TASK PROMPT
Extend the passage below on container shipping for small businesses, picking up after its last sentence about a 20,000 TEU ship.

TEXT SHOWN
>>>>>
Participating in international trade and shipping as a small or medium-sized business (SMB) involves many aspects, one of which is understanding the basics of container shipping.
How many containers a cargo ship can carry depends on several factors, including the ship’s design, size, and the dimensions of the containers themselves.
When working with service providers like freight forwarders, SMBs do not have to master every detail but rather have a good understanding of the essentials to facilitate informed discussions. In this post, we’ll provide a brief overview of container types, their history, types of vessels, and how many can fit on a cargo ship. Let’s get started.
Understanding Container Capacity and the Meaning of Twenty-Foot Equivalent Units (TEUs) and Forty-Foot Equivalent Units (FEUs)
The capacity of a cargo ship is typically measured in Twenty-Foot Equivalent Units (TEUs). A TEU represents the cargo capacity of a standard container, 20 feet long by 8 feet wide by 8.5 feet high, or how many containers fit on a cargo ship. Therefore, when we say a cargo ship has a capacity of 20,000 TEUs, it means it can carry an equivalent number of standard 20-foot containers.
<<<<<
RAW RECORDS
>>>>>
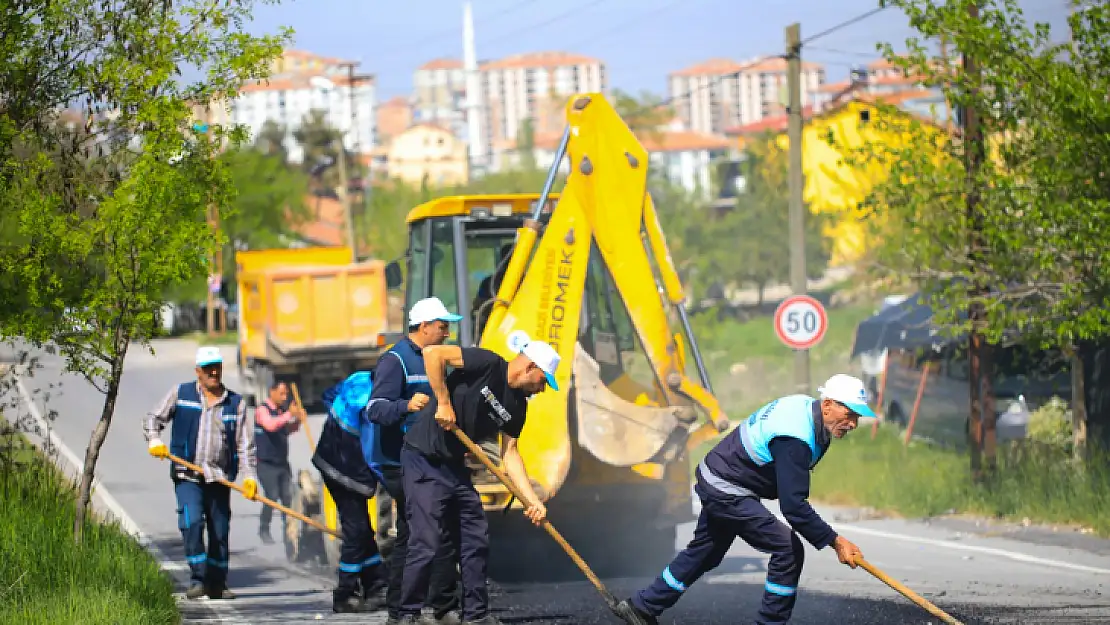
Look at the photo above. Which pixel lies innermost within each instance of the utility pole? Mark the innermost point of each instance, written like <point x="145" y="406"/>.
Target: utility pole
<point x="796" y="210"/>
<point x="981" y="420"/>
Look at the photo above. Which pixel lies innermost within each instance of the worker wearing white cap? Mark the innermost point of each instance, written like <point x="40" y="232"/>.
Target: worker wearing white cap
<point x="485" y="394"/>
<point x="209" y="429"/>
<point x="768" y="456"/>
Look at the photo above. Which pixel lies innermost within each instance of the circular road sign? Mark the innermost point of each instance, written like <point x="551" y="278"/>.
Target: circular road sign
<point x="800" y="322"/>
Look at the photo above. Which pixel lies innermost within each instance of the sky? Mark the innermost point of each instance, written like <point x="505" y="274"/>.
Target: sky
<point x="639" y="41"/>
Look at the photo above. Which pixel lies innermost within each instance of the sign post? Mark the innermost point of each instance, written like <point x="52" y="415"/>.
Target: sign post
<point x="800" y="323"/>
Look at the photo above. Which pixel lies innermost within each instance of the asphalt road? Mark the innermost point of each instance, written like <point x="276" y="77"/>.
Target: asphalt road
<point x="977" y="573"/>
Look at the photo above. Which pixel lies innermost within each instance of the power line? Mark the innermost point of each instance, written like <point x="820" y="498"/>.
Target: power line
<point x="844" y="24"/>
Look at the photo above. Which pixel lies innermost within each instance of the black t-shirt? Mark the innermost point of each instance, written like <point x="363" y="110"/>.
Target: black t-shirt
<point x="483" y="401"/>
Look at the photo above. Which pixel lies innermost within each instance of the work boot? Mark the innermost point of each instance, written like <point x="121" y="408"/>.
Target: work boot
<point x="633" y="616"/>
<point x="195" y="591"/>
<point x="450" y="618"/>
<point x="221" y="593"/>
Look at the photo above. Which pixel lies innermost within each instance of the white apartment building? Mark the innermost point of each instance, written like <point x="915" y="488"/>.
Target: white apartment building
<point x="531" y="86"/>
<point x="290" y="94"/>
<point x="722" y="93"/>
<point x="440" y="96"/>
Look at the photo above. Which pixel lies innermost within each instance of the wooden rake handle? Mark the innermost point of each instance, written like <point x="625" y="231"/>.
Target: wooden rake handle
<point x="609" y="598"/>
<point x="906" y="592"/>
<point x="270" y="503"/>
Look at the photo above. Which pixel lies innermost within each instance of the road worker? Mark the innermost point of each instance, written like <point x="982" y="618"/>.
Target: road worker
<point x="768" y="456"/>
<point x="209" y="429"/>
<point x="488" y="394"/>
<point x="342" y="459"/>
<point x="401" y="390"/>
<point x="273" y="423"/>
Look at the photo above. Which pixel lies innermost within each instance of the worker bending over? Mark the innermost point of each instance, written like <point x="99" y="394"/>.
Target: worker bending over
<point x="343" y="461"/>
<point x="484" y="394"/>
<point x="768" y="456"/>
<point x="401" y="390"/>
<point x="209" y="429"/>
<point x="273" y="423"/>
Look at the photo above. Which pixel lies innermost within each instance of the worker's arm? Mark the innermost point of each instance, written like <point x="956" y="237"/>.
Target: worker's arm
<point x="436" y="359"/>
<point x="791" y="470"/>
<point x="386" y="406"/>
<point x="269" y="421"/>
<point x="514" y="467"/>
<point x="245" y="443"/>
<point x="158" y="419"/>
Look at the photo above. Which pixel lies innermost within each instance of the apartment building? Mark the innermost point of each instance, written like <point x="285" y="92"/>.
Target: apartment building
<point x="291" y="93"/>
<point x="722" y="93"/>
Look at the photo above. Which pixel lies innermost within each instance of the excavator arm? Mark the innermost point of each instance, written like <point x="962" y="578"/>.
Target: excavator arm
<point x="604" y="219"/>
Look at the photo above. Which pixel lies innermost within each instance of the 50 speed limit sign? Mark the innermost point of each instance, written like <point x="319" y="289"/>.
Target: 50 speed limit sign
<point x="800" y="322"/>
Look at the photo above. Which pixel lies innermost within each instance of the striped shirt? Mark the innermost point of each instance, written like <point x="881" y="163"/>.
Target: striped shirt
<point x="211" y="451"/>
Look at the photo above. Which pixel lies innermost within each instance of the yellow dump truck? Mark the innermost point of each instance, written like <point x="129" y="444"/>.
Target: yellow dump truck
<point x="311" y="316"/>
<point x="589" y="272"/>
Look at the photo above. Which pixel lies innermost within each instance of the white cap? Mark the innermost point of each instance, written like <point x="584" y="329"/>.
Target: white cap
<<<<<
WRITTEN REPLY
But not all containers are 20 feet long. Some are larger, like the Forty-Foot Equivalent Unit (FEU), which is twice the length of a TEU. When a ship carries a 40-foot container, it takes up the space of two TEUs. Hence, the number of 40-foot containers (or FEUs) that can fit on a cargo ship is generally around half the number of TEUs it can hold.
Other Container Types
In addition to the standard TEUs and FEUs, several other container types are used in international shipping. Some of these include:
- High-Cube Containers: These containers are similar in length to standard TEUs or FEUs but are an extra foot taller, providing more volume.
- Open Top Containers: These containers lack a solid roof, making it easier to load cargo from above.
- Flat Rack Containers: These containers have collapsible sides, which can be folded to create a flat rack for oversized cargo.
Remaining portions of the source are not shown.